> [DATA RECORDS]
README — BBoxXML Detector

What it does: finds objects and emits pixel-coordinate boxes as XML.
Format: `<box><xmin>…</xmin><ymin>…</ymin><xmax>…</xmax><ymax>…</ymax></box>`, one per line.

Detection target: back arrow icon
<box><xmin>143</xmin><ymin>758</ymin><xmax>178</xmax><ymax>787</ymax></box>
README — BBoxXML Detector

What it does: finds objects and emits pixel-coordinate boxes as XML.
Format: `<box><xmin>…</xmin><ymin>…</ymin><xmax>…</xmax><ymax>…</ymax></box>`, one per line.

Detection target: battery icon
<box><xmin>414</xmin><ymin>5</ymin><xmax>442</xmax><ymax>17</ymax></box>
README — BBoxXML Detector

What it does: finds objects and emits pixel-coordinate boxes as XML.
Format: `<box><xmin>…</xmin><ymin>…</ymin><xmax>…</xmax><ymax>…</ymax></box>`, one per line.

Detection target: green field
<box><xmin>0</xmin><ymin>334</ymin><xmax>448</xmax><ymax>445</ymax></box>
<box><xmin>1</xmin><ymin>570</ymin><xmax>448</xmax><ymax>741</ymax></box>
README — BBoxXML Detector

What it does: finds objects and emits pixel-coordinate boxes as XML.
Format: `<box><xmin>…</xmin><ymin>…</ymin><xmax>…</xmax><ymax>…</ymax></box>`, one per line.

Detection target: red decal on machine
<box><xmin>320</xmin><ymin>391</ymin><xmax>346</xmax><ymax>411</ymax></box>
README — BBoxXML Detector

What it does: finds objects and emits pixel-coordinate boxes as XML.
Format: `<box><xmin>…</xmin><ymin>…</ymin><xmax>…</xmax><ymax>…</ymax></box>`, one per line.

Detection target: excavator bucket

> [TRY IT]
Please give back all of the material above exactly as it was written.

> [SOLUTION FOR THIS EXERCISE]
README — BBoxXML Detector

What it does: finds objects and emits pixel-coordinate boxes as XML.
Format: `<box><xmin>…</xmin><ymin>…</ymin><xmax>…</xmax><ymax>…</ymax></box>`, one per line.

Detection target: back arrow icon
<box><xmin>143</xmin><ymin>758</ymin><xmax>178</xmax><ymax>787</ymax></box>
README — BBoxXML Detector

What it does: finds objects and emits pixel-coordinate boxes as XML.
Format: `<box><xmin>…</xmin><ymin>…</ymin><xmax>…</xmax><ymax>…</ymax></box>`, one per line.

Detection target: battery icon
<box><xmin>414</xmin><ymin>5</ymin><xmax>442</xmax><ymax>17</ymax></box>
README — BBoxXML Detector

What it does: finds objects and emits pixel-coordinate boxes as XML.
Format: `<box><xmin>…</xmin><ymin>…</ymin><xmax>…</xmax><ymax>…</ymax></box>`, one per line.

Detection target: green field
<box><xmin>0</xmin><ymin>334</ymin><xmax>448</xmax><ymax>445</ymax></box>
<box><xmin>1</xmin><ymin>570</ymin><xmax>448</xmax><ymax>741</ymax></box>
README — BBoxXML Detector

What it does: finds objects and emits pixel-coordinate boxes as XML.
Format: `<box><xmin>…</xmin><ymin>…</ymin><xmax>…</xmax><ymax>…</ymax></box>`, one per line.

Detection target: red decal on machine
<box><xmin>320</xmin><ymin>391</ymin><xmax>346</xmax><ymax>411</ymax></box>
README — BBoxXML Detector

What it does: finds objects and emits pixel-coordinate boxes as XML.
Format: `<box><xmin>…</xmin><ymin>…</ymin><xmax>…</xmax><ymax>…</ymax></box>`, one per line.

Detection target: excavator bucket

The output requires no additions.